> **Required work**:
**1)** Please quote the Phrag. Laurie-Lei Quintal thread word for word between "I almost threw" and "give up on it!", inclusive.
**2)** Name each distinct username that posts in the Phrag. Laurie-Lei Quintal thread.

> **Selected text**:
# Phrag. Laurie-Lei Quintal



## KateL (Jun 24, 2020)

I almost threw this one out. The first three times it bloomed without a pouch. The next two times it bloomed with the petals barely opened. While I am hoping the shape might continue to improve, I remain fascinated by the intense, velvety, red. This blossom is almost done, as you may notice. I will try to remember to post the next one.


----------



## cpmaniac (Jun 24, 2020)

Love the intense color - I wouldn't give up on it!


----------



## Marco (Jun 24, 2020)

Great color - I'm glad you kept it.


----------



## MaxC (Jun 24, 2020)

Skip the trash, toss into nearest volcano. That red is hotter than lava.

How big is the plant now?


----------



## KateL (Jun 24, 2020)

MaxC said:


> Skip the trash, toss into nearest volcano. That red is hotter than lava.
> 
> How big is the plant now?


Hi Max, it is in a 4 to 5-inch pot that has 3 old growths (I dispensed with earlier ones), the growth that is blooming, and one more growth that is nearly blooming size. It is relatively compact. I just noticed that it has a “branching” bud on this scape - must be from the dalessandroi in it, I suppose. So, if/when the next two buds open, I‘ll post a couple more pictures showing more of the plant. It is “time” to repot, but I am reluctant to upset the apple cart. Best, Kate


----------



## KateL (Jun 24, 2020)

> **Excerpted data**:
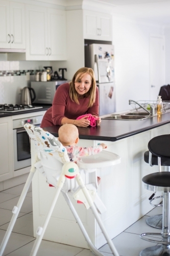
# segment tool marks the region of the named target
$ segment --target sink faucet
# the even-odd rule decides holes
[[[141,105],[140,105],[140,104],[137,102],[136,101],[135,101],[134,100],[133,100],[132,99],[129,100],[129,105],[130,105],[131,104],[132,102],[136,103],[136,104],[137,104],[139,106],[140,106],[140,108],[142,108],[142,109],[143,109],[144,110],[145,110],[148,113],[149,113],[150,114],[150,115],[151,115],[151,116],[154,116],[155,115],[155,106],[153,106],[152,105],[151,105],[150,104],[148,104],[148,105],[149,105],[150,106],[151,109],[151,111],[150,112],[150,111],[149,111],[149,110],[148,110],[147,109],[144,108],[144,106],[142,106]]]

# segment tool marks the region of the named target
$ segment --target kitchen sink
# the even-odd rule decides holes
[[[111,114],[105,117],[102,117],[102,119],[141,120],[145,118],[144,116]]]
[[[125,115],[129,115],[130,116],[150,116],[150,114],[148,112],[131,112],[125,114]]]

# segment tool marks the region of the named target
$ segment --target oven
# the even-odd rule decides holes
[[[13,120],[14,171],[31,165],[30,141],[23,125],[26,123],[40,126],[43,115]]]

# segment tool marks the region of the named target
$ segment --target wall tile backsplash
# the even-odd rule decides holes
[[[0,104],[20,104],[21,89],[30,86],[36,70],[50,66],[50,61],[0,61]],[[29,80],[27,72],[30,74]]]

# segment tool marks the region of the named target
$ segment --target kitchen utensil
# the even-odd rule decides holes
[[[40,80],[40,72],[37,71],[35,73],[35,80],[37,82],[39,82]]]
[[[31,92],[33,92],[33,97]],[[31,105],[36,98],[34,90],[30,87],[24,87],[21,91],[21,104],[23,105]]]
[[[44,67],[45,69],[45,71],[47,72],[47,80],[51,81],[52,74],[53,74],[53,68],[52,67]]]
[[[41,82],[46,82],[47,81],[47,72],[43,71],[41,72],[40,74],[40,80]]]

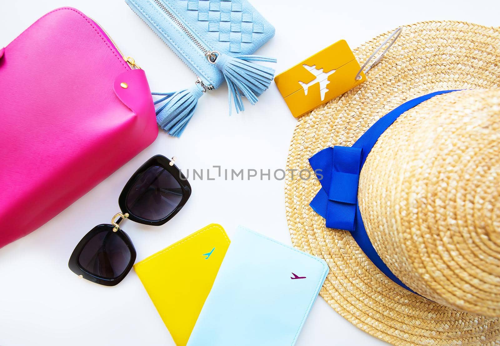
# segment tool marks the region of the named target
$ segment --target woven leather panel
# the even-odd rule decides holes
[[[180,0],[189,11],[198,12],[206,34],[220,42],[228,42],[228,51],[240,53],[242,45],[252,44],[256,35],[264,33],[262,22],[254,20],[255,9],[242,0]],[[259,19],[257,19],[258,21]]]

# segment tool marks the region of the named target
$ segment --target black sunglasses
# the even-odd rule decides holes
[[[120,228],[128,218],[153,226],[172,218],[191,195],[191,186],[176,166],[156,155],[137,170],[125,185],[118,199],[122,212],[111,224],[96,226],[74,248],[68,266],[80,278],[112,286],[128,274],[136,261],[136,249]]]

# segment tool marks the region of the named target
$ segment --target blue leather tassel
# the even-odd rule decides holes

> **Correct answers**:
**1)**
I almost threw this one out. The first three times it bloomed without a pouch. The next two times it bloomed with the petals barely opened. While I am hoping the shape might continue to improve, I remain fascinated by the intense, velvety, red. This blossom is almost done, as you may notice. I will try to remember to post the next one.


----------



## cpmaniac (Jun 24, 2020)

Love the intense color - I wouldn't give up on it!

**2)**
KateL
cpmaniac
Marco
MaxC